_Extrait du texte:_
============================================================

Où et comment trouver « son » lieu et « ses » oreilles ? Quand il nous arrive d’avoir la poitrine oppressée durablement par des paroles ? Que quelque chose par-delà la volonté se répète, ce que nous appelons communément une addiction, compliquant le lien social, enfermant la personne sur elle-même et son objet d’élection ? Que la colère ou la jalousie, toute la cohorte de nos passions tristes nous gâchent trop souvent la fête ? Que les passages du jour à la nuit et de la nuit au jour se fassent sous le signe du désarroi ? Que la ronde de l’inertie nous arrime plus souvent qu’à notre tour sur place ? Quand il nous arrive de nous sentir seuls même avec les autres, mal dans le lien social familial, amical, professionnel – ou avec soi-même ? Ou assaillis par le doute dès qu’il s’agit de choisir – oui ou non se tenant étrangement la barbichette jusqu’à en être KO – ne sachant plus ce que nous désirons ? Quand ce n’est pas notre corps qui se met à défaillir, toujours au mauvais moment, ou encore l’image de ce dernier qui nous obsède ? Que nous sommes envahis de pensées morbides ou d’un je ne sais quoi d’indiscernable mais angoissant avec un idéal du moi autonome dévastateur ? Que nous nous pensons fou ou folle ? Qu’un deuil se fasse éternité, une rupture, condamnation ? Qu’un enfant prenne toute la place dans une fratrie, qu’il aille mal, que des parents éprouvent de la culpabilité, que le fiasco s’invite là où pourtant nous avions rêvé harmonie ? Que l’angoisse, ce suprême affect du sujet, se lie à l’âge, à la mort ou aux maladies ? La peur ou « le stress » s’éprouvent et se disent, devant la maladie, la vraie, et les souffrances morales qui l’accompagnent souvent.

============================================================

Données d'expressions référentielles
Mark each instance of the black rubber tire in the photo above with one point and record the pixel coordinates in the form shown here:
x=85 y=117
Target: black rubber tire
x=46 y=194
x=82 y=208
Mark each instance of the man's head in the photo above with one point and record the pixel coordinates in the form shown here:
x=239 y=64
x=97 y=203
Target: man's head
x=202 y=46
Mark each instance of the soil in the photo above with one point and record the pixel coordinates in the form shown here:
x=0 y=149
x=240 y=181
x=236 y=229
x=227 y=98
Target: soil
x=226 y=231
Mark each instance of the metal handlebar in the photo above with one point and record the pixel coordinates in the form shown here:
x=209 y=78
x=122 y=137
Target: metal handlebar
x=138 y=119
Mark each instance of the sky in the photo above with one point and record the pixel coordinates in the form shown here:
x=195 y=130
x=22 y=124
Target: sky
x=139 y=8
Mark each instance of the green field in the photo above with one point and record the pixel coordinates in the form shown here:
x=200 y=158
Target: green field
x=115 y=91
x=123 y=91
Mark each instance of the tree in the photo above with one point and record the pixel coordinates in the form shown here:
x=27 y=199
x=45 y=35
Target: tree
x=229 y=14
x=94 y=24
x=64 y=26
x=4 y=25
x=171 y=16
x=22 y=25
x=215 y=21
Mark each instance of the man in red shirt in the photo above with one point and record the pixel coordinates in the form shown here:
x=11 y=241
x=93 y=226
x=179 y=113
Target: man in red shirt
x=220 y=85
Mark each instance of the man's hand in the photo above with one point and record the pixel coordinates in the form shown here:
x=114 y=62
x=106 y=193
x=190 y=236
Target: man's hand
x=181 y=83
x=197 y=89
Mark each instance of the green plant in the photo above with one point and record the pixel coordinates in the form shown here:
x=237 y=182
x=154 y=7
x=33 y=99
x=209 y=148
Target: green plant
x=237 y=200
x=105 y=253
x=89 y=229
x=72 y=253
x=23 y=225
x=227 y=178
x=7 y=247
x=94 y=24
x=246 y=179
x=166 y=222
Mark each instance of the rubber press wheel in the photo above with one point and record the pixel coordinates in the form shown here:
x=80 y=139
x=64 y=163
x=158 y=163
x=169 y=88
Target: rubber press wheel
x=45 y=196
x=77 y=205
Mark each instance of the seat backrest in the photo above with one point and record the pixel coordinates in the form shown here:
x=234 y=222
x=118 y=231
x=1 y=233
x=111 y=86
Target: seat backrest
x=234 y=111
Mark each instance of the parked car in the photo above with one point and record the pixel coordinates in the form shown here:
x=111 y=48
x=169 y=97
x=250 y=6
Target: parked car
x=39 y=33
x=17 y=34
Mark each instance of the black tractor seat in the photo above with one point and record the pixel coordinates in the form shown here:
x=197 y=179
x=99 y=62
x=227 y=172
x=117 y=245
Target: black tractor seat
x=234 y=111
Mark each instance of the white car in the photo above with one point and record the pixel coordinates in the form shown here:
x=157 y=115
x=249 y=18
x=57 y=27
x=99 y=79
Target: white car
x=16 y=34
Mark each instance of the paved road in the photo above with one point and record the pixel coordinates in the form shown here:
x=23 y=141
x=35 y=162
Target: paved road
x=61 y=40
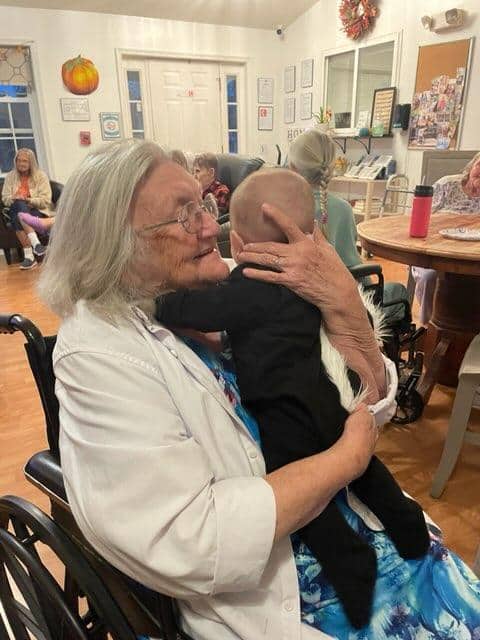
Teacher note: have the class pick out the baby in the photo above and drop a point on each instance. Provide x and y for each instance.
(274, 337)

============================================================

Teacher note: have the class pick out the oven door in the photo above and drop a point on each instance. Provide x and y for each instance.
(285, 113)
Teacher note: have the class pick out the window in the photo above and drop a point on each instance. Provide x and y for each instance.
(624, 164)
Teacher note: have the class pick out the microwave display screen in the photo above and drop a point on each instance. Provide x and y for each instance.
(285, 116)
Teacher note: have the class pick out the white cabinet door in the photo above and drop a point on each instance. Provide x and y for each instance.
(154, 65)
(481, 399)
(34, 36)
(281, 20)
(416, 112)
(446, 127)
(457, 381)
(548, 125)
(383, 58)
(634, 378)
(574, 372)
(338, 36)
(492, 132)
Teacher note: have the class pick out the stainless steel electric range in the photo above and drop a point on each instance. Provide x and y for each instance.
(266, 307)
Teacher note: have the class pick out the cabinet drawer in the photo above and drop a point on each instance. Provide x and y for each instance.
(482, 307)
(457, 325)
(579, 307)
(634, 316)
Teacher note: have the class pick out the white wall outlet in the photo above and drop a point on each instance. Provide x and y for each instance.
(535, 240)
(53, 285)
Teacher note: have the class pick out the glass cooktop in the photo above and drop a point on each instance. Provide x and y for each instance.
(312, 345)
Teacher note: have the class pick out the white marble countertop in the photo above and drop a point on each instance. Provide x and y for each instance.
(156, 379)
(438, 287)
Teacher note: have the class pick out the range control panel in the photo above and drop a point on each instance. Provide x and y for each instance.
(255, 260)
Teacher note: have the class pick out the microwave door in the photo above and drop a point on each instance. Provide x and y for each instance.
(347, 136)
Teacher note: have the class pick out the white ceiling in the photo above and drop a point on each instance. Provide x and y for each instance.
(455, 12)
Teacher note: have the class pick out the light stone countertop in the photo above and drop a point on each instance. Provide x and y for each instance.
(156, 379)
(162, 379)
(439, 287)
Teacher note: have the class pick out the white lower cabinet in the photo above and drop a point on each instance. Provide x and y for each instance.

============================================================

_Votre consigne:_ Poursuivez l'extrait du texte sur la souffrance psychique et la recherche d'un lieu où être écouté, en reprenant juste après sa dernière phrase.

_Résultat obtenu:_
Voici un aperçu non exhaustif de nos boiteries, bizarreries, plus ou moins symptomatiques, angoissantes ou inhibitrices, pour le dire avec Freud, comme du cortège de nos passions tristes pour le dire avec Spinoza, mais aussi de nos maladies organiques que nous remettons aux mains de la médecine, et volontiers aux impressionnants progrès de la science et la technique dans le traitement de ces dernières, qui nous affectent néanmoins chacun singulièrement, selon nos couleurs subjectives. 


Qui aime être alors renvoyé à ce qui dans l’imp-r-udence du discours courant prédique sur nos supposés faiblesses, fautes, manques de volonté, « dingueries », quand souvent nous ne savons pas nous-mêmes ce qui vient nous faire trébucher, et que gît une douleur subjective qui n’a jamais pu se dire, ni être entendue en retour ? Et pour laquelle le temps, le temps subjectif précisément, est un partenaire incontestable ? Et quand glissent sur vous, comme l’eau sur les plumes d’un canard les discours feel good, de développement personnel, qui ont d’ailleurs envahi les médias de masse ? Que l’identification à une communauté sur le partage de traits communs vous laisse malgré tout mal avec vous-même, à la marge ? Et enfin quand les mots de vos proches qui se veulent pourtant bienveillants ne suffisent jamais à remplir le manque constitutif de votre existence ou finissent par vous hérisser le poil ? 


C’est d’un « psy » que nous sommes alors en quête, d’un lieu à soi, d’une oreille à soi pour nous entendre.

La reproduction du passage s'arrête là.